Short exercise.
Copy the material from the line with "label the eyeglass lens, a" through the line with "label the parking lot, a point per instance.", including both of those lines, and shift every coordinate in the answers by adding 95 to each number. Leave every other line unchanged.
═══ Given entries
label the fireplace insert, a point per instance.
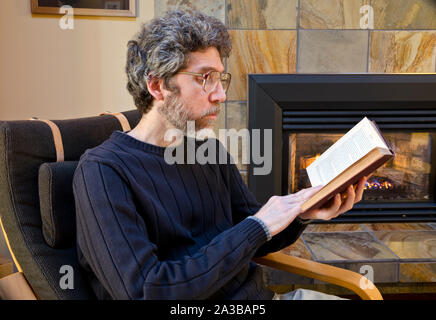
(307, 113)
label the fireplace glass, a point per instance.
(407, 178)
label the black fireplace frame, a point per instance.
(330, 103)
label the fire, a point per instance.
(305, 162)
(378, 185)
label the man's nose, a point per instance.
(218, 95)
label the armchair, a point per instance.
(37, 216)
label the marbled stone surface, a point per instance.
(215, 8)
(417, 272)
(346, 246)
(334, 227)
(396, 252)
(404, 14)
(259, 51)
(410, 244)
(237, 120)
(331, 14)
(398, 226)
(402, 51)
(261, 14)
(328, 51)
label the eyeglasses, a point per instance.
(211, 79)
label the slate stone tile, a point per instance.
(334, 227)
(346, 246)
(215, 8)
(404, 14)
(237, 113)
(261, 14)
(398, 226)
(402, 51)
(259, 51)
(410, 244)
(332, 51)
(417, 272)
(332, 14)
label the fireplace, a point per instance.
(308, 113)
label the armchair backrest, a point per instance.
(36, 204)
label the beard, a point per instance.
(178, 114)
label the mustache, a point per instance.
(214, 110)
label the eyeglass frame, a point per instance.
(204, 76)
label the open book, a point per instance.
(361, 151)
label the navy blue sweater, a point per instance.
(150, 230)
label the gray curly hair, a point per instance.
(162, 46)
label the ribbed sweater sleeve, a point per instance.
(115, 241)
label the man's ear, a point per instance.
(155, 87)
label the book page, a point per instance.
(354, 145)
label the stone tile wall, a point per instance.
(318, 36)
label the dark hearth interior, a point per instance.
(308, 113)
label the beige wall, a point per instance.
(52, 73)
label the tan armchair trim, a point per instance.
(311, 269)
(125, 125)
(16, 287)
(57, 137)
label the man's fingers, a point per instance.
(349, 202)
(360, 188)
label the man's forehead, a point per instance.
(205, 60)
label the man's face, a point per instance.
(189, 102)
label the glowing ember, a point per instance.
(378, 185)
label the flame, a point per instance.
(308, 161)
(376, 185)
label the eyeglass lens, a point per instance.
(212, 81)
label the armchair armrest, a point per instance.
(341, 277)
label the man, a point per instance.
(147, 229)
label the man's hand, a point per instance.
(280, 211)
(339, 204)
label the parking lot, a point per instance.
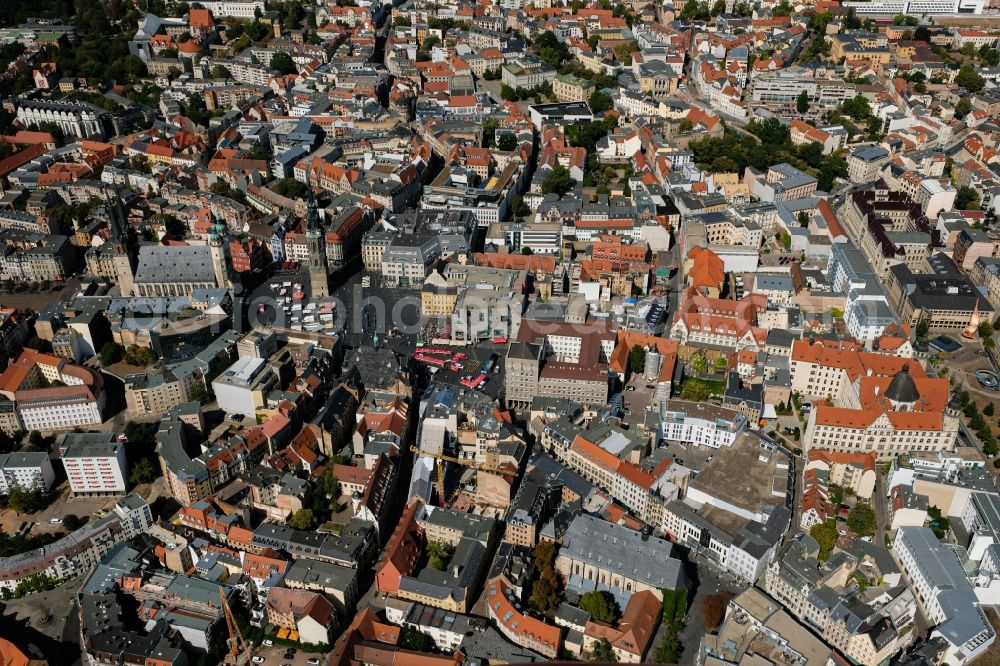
══════
═══ Given entries
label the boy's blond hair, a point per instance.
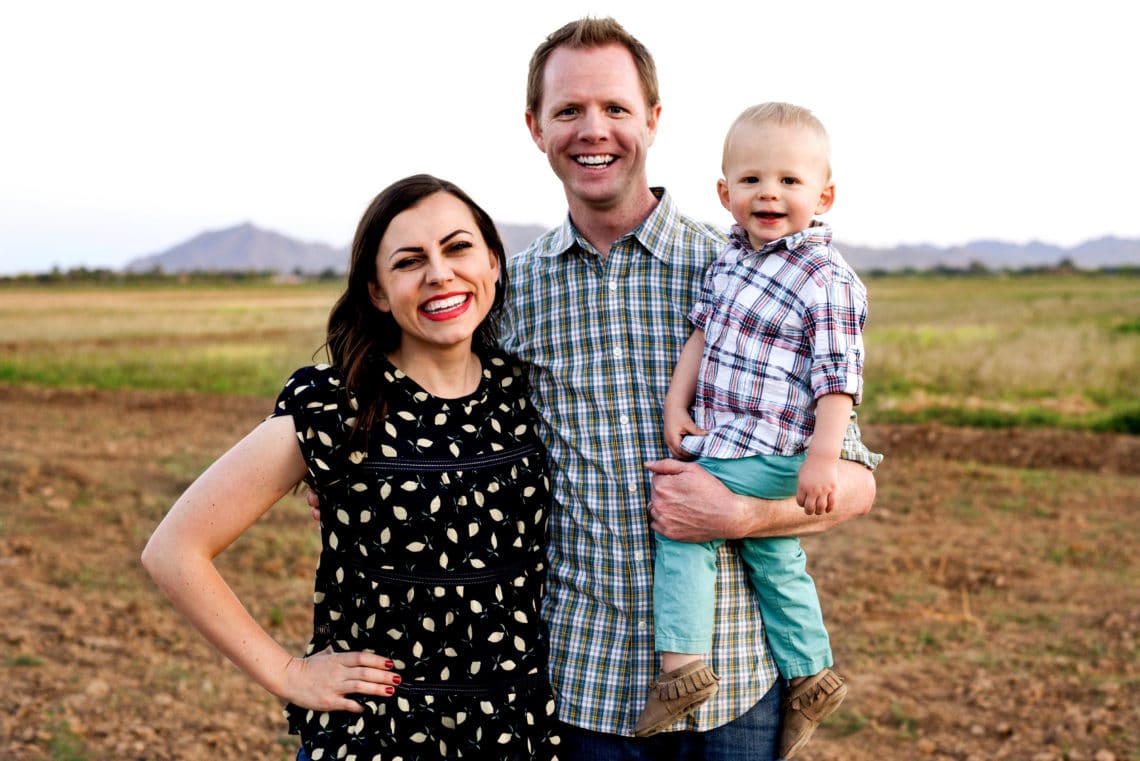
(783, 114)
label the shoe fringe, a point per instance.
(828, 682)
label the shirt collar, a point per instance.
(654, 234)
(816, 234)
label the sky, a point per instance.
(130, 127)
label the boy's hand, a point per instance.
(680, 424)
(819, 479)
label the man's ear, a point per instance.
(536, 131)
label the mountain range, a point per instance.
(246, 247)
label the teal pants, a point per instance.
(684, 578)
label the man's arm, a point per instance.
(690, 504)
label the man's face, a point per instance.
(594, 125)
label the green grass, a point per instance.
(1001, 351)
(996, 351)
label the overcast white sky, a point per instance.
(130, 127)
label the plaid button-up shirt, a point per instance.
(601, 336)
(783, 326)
══════
═══ Given entries
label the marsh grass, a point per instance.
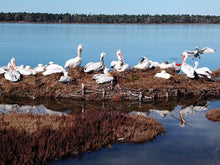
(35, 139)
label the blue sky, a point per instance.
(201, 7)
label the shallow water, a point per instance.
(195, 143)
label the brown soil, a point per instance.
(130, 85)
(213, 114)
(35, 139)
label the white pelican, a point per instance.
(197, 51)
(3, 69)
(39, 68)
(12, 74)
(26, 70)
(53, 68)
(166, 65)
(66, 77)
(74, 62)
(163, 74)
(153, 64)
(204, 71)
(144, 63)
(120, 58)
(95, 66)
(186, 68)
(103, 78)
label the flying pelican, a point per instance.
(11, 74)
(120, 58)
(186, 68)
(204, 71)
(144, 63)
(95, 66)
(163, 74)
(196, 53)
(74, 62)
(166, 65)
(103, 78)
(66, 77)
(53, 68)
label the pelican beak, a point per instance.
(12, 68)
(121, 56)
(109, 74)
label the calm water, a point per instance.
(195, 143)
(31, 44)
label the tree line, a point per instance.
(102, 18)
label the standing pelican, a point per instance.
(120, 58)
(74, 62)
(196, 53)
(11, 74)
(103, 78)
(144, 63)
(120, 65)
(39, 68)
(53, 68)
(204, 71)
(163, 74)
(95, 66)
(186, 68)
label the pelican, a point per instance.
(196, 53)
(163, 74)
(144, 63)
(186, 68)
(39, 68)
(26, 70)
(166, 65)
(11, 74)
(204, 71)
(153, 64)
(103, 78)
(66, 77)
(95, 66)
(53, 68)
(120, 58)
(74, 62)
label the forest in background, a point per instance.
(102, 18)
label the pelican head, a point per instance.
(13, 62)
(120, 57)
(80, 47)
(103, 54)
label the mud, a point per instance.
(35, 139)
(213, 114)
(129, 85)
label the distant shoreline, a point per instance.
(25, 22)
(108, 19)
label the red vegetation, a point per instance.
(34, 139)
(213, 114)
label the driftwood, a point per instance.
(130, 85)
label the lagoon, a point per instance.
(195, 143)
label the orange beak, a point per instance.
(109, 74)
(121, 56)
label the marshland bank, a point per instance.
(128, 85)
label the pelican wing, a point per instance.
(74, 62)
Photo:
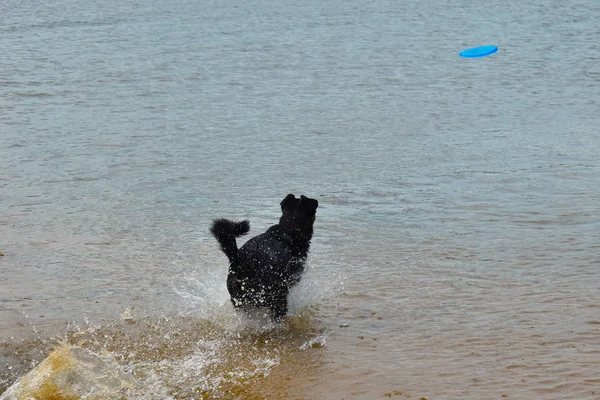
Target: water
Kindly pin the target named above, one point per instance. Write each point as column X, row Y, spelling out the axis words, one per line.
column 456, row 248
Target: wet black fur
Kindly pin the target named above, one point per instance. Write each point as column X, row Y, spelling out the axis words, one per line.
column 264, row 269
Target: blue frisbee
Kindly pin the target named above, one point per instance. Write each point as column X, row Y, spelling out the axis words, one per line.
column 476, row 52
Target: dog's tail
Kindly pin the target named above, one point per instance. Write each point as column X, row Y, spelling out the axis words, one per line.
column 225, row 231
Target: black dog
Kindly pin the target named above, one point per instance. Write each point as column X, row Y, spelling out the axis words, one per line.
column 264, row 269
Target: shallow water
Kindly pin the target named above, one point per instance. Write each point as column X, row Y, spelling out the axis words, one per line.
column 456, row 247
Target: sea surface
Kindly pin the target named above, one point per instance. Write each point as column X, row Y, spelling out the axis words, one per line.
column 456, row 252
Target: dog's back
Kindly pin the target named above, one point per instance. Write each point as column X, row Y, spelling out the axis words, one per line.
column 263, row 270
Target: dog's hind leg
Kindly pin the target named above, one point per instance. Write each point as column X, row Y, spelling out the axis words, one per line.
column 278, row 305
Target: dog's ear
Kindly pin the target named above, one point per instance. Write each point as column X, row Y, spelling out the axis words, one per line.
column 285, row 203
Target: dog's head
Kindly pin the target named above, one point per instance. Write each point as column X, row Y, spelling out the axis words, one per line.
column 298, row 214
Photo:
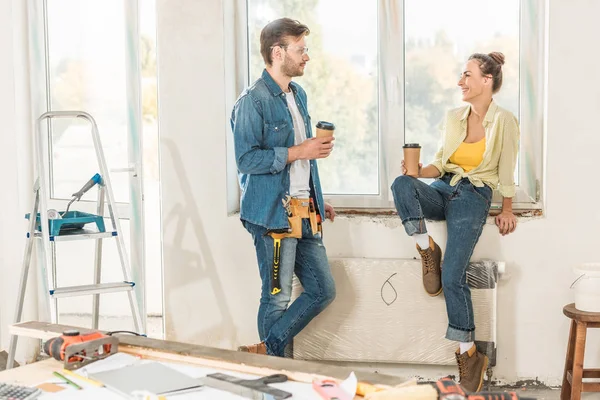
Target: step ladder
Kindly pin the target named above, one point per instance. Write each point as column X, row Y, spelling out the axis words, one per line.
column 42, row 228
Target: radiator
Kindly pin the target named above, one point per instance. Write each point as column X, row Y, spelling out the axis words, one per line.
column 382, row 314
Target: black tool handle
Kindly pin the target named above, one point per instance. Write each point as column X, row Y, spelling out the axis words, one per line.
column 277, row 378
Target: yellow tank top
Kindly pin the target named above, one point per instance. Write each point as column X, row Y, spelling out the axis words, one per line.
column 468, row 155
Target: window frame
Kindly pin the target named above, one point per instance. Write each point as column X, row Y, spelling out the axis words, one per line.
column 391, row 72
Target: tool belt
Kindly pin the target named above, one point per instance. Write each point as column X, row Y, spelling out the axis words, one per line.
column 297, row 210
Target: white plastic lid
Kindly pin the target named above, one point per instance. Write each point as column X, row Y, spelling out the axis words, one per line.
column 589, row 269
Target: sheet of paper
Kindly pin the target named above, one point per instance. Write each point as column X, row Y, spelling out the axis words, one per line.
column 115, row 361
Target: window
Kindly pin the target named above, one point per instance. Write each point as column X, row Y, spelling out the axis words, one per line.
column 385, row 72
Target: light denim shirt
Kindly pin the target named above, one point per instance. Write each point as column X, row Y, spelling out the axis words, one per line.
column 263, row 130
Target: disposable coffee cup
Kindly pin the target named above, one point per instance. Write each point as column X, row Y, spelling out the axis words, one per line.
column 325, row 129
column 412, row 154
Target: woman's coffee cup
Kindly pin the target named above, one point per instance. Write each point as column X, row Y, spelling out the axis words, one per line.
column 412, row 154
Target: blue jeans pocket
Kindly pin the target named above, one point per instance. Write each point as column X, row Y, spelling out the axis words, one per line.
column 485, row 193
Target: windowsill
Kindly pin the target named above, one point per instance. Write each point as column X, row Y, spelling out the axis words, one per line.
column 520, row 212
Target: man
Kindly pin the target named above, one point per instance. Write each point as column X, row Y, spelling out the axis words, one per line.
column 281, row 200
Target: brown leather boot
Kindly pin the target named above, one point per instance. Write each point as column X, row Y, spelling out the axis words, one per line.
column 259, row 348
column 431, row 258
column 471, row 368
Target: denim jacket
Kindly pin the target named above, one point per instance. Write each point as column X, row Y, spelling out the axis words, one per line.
══════
Output of the task.
label the eyeglass lens, a point per instance.
(307, 176)
label the armchair armrest, a point per instance.
(436, 372)
label the man, a point per instance.
(242, 324)
label the man's hand, a point per instance.
(375, 306)
(434, 299)
label the parking lot, a point per instance.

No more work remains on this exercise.